→ **Directions for this task**
Could you write out the records from their start through the line holding "(241, 63), (263, 79)", inclusive, requests and all, adding -87 to every bounding-box coordinate in the answers? Leave the pictures out.

→ **Data in this exercise**
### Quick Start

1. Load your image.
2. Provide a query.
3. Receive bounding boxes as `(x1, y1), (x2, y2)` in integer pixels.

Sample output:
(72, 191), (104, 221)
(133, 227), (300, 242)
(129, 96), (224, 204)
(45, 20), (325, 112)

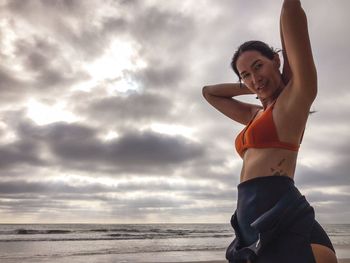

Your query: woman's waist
(237, 176), (298, 224)
(240, 149), (297, 183)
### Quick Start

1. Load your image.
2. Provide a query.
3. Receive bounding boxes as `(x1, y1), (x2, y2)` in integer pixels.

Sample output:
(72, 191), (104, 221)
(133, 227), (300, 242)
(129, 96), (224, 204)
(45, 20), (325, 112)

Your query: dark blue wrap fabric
(226, 176), (333, 263)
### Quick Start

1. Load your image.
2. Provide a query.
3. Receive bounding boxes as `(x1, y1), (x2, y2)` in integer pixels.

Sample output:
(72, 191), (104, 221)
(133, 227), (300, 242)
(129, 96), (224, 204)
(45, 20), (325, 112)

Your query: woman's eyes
(254, 63), (262, 69)
(241, 63), (263, 79)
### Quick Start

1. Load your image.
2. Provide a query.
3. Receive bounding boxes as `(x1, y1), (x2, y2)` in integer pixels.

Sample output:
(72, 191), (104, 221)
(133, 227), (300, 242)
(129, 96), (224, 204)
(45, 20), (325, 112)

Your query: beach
(0, 224), (350, 263)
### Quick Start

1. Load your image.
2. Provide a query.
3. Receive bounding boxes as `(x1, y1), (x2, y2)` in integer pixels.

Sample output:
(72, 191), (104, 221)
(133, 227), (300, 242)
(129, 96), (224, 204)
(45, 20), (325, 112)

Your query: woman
(203, 0), (337, 263)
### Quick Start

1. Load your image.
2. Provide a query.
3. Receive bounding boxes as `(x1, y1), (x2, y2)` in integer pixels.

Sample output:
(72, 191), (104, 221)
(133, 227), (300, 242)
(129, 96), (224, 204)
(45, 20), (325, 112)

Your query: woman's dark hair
(231, 40), (278, 81)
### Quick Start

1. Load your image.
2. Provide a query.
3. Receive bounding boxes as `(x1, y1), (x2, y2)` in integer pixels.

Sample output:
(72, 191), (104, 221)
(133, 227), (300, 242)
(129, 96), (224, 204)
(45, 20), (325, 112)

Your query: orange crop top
(235, 102), (299, 158)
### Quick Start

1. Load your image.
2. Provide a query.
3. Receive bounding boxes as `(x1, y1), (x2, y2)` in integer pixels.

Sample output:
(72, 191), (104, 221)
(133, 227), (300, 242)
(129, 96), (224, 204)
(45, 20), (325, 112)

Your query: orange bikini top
(235, 101), (299, 158)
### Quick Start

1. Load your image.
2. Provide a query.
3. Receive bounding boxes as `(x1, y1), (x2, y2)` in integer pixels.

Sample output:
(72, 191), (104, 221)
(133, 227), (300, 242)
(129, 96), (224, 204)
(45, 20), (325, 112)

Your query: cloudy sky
(0, 0), (350, 223)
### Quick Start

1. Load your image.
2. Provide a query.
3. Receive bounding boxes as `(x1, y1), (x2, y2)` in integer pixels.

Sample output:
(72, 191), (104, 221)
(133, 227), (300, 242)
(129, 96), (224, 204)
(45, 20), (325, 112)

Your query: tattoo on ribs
(278, 158), (286, 166)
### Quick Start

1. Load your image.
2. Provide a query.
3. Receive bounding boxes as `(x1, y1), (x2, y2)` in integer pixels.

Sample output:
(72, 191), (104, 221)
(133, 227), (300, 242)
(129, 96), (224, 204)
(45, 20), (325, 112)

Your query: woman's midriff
(240, 148), (298, 182)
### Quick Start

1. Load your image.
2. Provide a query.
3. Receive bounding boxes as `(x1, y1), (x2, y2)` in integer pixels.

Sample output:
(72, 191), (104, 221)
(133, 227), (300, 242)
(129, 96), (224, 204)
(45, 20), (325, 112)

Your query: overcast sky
(0, 0), (350, 223)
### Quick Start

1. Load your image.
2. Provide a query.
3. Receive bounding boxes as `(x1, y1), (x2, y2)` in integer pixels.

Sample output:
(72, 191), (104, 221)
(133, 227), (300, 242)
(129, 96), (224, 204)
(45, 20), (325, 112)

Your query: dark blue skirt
(226, 176), (334, 263)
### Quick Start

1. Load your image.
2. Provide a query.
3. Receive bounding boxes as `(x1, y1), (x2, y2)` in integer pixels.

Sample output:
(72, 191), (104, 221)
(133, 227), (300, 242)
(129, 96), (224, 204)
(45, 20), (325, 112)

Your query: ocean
(0, 224), (350, 263)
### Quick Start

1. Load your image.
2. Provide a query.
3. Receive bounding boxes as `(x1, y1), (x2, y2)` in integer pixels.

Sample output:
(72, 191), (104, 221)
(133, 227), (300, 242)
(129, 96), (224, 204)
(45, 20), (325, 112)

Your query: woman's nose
(252, 74), (261, 85)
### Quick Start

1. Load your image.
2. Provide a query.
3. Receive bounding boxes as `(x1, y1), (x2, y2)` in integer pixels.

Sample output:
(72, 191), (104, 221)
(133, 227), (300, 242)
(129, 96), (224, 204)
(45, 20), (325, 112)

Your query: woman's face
(236, 50), (282, 99)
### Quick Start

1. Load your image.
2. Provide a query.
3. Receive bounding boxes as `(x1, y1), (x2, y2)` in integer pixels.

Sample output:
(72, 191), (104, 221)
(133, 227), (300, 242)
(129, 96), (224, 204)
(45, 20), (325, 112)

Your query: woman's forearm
(202, 83), (253, 98)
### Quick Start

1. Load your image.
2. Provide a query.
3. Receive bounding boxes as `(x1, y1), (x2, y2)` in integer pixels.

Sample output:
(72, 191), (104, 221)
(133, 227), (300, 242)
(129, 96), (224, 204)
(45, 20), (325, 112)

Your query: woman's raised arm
(281, 0), (317, 102)
(202, 83), (261, 124)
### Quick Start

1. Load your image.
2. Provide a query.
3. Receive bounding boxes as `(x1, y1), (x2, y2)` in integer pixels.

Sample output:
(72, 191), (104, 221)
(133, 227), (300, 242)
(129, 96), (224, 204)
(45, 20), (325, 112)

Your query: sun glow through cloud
(73, 39), (147, 95)
(27, 99), (79, 125)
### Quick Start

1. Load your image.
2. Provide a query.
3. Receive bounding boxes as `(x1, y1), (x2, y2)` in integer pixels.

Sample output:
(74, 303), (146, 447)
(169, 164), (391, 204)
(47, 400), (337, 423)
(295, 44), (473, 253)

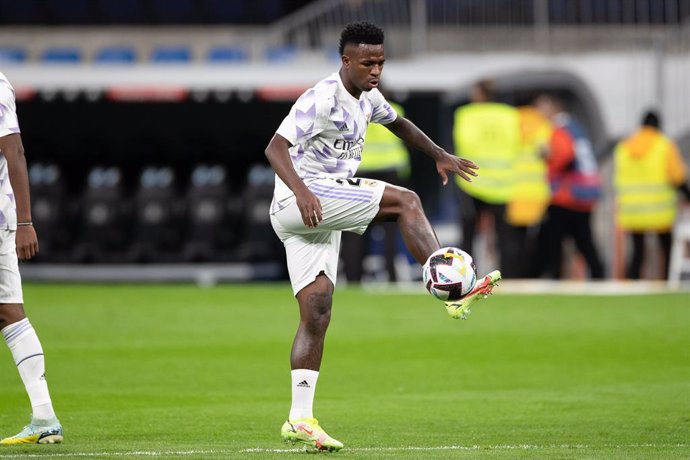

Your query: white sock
(0, 318), (55, 420)
(288, 369), (319, 420)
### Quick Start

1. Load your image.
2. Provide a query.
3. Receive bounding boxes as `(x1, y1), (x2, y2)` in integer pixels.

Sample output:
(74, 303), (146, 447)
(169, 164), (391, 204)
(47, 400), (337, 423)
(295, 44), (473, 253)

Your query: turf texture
(0, 284), (690, 460)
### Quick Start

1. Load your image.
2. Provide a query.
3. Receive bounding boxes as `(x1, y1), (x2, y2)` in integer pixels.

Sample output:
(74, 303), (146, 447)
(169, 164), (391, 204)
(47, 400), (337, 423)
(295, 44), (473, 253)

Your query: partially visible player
(0, 73), (62, 445)
(266, 22), (500, 451)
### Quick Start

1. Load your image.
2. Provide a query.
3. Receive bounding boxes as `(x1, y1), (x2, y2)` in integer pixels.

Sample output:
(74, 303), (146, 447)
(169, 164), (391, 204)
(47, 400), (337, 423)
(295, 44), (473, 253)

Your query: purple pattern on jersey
(371, 105), (395, 124)
(309, 184), (374, 202)
(323, 159), (348, 174)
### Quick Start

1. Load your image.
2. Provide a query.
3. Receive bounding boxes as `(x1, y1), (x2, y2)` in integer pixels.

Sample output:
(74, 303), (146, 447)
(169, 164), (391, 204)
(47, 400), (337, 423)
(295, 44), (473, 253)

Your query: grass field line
(362, 279), (690, 296)
(0, 443), (689, 458)
(240, 443), (688, 453)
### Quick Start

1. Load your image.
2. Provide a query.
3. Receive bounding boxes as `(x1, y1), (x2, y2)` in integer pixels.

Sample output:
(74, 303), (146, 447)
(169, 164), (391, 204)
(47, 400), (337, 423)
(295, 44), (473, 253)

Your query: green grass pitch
(0, 284), (690, 460)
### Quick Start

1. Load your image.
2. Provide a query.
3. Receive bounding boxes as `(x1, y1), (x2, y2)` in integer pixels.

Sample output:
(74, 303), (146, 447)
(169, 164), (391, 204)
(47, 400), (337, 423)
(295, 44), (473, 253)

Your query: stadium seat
(0, 46), (27, 63)
(237, 165), (285, 261)
(72, 166), (131, 263)
(265, 45), (297, 62)
(183, 165), (241, 262)
(206, 46), (249, 63)
(29, 163), (74, 262)
(40, 47), (82, 64)
(93, 46), (137, 64)
(151, 46), (192, 63)
(127, 166), (182, 262)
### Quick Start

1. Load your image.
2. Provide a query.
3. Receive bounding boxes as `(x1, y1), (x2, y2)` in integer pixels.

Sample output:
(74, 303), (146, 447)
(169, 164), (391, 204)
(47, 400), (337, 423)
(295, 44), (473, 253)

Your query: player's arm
(265, 133), (323, 227)
(0, 133), (38, 260)
(384, 116), (479, 185)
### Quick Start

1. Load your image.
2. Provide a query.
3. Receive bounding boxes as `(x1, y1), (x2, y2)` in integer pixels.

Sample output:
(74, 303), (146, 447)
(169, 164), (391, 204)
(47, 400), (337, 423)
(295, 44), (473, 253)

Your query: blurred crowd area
(0, 0), (309, 26)
(0, 0), (690, 281)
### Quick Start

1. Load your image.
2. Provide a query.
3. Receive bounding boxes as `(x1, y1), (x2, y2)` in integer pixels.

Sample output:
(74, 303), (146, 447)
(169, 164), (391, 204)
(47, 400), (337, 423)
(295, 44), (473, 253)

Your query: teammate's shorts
(0, 230), (24, 304)
(271, 178), (387, 295)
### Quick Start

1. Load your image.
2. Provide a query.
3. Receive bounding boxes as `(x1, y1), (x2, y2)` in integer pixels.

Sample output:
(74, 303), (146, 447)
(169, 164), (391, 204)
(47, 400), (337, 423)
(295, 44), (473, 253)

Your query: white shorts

→ **Completed task**
### Quick Start

1. Load your image.
2. Provide a query.
3. Receive bounding boxes as `(x1, y1), (x2, y2)` in integer pixels.

Sample output:
(72, 191), (104, 221)
(133, 227), (300, 242)
(129, 96), (224, 204)
(45, 20), (325, 112)


Your query: woman's waist
(150, 89), (211, 137)
(153, 62), (210, 96)
### Quick Start

1. Load your image.
2. Provide a query.
3. Receive bounding boxes as `(x1, y1), (x2, y2)` in integer pixels.

Sample output:
(72, 191), (104, 221)
(133, 227), (300, 242)
(129, 96), (224, 204)
(45, 20), (325, 112)

Your query: dark blue wrap fabric
(139, 89), (246, 176)
### Quick Start

1. Load your image.
2. Provide a query.
3. Receive bounding boxes as `(x1, y1), (x2, y2)` in integer pixels.

Sample output:
(72, 191), (104, 221)
(133, 227), (300, 242)
(129, 96), (224, 204)
(45, 20), (325, 112)

Your query: woman's eyes
(167, -24), (175, -18)
(154, -24), (176, -8)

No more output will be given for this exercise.